— Begin Data shown —

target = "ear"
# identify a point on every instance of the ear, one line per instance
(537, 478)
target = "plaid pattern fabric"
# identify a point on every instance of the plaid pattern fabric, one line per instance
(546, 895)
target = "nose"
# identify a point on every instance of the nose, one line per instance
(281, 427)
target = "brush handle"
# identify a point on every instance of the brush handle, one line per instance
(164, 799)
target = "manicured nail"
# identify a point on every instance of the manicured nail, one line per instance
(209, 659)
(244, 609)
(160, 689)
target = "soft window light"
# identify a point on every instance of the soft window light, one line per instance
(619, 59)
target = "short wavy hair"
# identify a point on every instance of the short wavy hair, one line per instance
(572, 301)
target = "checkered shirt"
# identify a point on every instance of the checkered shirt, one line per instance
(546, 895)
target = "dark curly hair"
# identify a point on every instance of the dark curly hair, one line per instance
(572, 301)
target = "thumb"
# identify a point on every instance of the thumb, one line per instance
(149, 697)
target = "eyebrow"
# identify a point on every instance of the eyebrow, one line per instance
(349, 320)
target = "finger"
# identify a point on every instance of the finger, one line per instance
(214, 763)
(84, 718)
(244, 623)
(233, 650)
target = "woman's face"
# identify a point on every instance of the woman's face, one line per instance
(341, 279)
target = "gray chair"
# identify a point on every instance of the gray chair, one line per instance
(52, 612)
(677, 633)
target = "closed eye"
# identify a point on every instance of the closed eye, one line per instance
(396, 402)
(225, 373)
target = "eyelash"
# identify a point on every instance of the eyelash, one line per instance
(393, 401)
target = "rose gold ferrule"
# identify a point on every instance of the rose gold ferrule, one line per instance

— End Data shown —

→ Exercise prompt
Please repeat the listing above in full and exactly.

→ Exercise output
target = "ear"
# identify a point on every instance of the ear, one line per instance
(537, 478)
target = "plaid pattern fabric"
# identify a point on every instance of the plaid pattern fabric, one line per instance
(546, 895)
target = "nose"
# identify a point on every instance of the nose, one line per instance
(281, 427)
target = "brush handle"
# identify a point on every instance of the brush handle, one line per instance
(164, 799)
target = "manicured nail"
# identify a point on every instance of the manicured nail, one line per instance
(209, 659)
(244, 609)
(160, 689)
target = "soft window light"
# identify a point on every instance of the soft window light, one line per instance
(619, 59)
target = "short wavy hair"
# identify a point on every instance of the short wavy hair, one line per instance
(572, 301)
target = "checkered shirt"
# identify a point on every instance of the checkered shirt, one line per instance
(546, 895)
target = "dark curly hair"
# identify a point on every instance of the dark curly hair, one line per instance
(572, 301)
target = "thumb"
# identify a point on every instance of the thumb, one line per instance
(149, 697)
target = "eyebrow"
# identify a point on every instance of the eyebrow, one line per instance
(349, 320)
target = "finger"
# identify a point on every instance of the finger, one line per instance
(214, 763)
(84, 718)
(244, 623)
(233, 650)
target = "woman's face"
# identify a point on every instance of the woman's face, one line per instance
(341, 279)
target = "gray chair"
# identify a point on every instance of the gray chair, one line per instance
(52, 612)
(677, 633)
target = "closed eye"
# identify a point on every instance of the closed eye, one line per instance
(396, 402)
(225, 373)
target = "eyelash"
# identify a point on every instance of the eyelash, one line per instance
(393, 401)
target = "rose gold ferrule"
# identify a point on every instance of the rose gold ferrule, one line per instance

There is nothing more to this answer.